───── Dataset content ─────

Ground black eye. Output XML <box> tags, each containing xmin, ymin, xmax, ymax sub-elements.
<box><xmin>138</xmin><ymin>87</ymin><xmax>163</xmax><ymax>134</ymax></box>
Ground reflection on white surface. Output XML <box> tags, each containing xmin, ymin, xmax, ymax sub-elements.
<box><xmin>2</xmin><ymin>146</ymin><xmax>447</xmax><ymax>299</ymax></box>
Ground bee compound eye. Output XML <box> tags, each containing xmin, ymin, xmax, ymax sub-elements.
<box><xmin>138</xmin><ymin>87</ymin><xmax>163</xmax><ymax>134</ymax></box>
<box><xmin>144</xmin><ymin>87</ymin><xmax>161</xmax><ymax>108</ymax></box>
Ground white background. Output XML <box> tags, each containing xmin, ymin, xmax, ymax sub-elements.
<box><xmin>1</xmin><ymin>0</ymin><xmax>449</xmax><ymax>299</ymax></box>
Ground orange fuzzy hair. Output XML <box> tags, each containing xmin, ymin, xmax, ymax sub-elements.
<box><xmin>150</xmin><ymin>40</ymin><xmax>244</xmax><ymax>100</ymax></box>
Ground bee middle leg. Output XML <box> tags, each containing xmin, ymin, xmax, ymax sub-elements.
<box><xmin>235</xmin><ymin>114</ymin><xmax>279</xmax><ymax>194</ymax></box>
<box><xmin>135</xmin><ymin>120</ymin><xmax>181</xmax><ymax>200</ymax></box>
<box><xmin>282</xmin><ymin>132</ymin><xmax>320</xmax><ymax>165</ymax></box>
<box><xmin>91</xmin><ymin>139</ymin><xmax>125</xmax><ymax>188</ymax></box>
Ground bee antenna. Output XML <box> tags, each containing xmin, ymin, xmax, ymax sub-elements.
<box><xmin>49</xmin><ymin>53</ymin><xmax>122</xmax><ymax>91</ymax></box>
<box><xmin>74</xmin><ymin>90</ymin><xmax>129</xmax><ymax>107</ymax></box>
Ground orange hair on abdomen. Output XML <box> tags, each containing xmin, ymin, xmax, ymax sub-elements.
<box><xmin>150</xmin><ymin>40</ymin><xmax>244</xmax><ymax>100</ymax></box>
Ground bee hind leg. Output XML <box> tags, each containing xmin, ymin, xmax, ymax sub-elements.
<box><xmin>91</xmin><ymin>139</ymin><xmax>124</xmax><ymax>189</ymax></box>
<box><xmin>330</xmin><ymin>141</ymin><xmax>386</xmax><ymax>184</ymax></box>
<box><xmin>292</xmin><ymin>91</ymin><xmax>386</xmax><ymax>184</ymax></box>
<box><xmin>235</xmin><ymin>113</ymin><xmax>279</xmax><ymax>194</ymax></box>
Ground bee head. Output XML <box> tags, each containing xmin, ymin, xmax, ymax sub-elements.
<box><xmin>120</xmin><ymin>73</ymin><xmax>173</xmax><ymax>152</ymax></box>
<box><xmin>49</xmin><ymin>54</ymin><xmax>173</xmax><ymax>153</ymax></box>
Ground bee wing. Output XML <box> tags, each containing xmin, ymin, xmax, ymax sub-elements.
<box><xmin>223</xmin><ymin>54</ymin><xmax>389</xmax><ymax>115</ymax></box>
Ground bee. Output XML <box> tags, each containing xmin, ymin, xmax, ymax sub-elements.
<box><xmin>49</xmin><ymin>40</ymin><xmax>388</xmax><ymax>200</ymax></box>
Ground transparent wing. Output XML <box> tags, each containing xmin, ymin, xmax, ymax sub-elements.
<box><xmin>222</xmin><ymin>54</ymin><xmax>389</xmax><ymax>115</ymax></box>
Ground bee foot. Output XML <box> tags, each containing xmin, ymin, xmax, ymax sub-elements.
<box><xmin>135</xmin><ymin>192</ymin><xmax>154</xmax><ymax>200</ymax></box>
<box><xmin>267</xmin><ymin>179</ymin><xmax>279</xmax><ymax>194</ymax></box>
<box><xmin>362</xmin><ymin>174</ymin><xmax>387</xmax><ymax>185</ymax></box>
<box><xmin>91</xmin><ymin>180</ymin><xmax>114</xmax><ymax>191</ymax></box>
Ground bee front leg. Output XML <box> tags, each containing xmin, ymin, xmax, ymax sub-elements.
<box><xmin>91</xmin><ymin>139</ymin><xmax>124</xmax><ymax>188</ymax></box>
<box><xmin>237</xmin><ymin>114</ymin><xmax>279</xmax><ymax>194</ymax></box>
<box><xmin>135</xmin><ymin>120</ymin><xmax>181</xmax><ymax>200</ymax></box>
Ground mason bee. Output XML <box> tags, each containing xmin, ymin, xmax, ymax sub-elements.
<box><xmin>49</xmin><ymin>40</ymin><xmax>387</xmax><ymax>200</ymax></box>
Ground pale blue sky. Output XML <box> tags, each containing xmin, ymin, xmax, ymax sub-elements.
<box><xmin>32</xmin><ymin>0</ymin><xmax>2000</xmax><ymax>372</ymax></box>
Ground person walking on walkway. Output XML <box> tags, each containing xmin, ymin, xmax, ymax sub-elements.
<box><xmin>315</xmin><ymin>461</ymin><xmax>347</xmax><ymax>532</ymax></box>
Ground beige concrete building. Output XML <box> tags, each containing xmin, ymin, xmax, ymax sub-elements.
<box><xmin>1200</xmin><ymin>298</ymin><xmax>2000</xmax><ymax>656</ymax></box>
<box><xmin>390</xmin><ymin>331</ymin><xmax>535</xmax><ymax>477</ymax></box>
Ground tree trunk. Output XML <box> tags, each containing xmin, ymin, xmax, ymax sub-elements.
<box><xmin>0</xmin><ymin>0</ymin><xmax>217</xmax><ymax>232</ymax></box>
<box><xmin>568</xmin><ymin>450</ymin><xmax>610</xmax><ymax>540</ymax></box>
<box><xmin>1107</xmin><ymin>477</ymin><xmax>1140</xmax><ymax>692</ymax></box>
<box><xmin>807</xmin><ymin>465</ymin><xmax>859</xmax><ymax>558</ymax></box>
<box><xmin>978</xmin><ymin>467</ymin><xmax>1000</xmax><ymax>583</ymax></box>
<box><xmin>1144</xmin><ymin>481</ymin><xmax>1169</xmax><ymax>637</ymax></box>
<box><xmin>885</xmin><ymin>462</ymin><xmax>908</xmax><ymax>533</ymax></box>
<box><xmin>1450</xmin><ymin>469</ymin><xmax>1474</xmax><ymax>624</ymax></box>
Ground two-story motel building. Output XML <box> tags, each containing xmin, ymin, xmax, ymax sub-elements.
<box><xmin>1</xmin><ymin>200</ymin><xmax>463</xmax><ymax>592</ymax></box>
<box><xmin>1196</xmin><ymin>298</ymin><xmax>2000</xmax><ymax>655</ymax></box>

─────

From the line containing "Ground two-story motel" to the last line of the data above, copy each line exactly and add nothing.

Ground two-story motel building. Output XML <box> tags, each containing xmin, ymin, xmax, ymax sub-elements.
<box><xmin>1</xmin><ymin>200</ymin><xmax>463</xmax><ymax>592</ymax></box>
<box><xmin>1196</xmin><ymin>298</ymin><xmax>2000</xmax><ymax>655</ymax></box>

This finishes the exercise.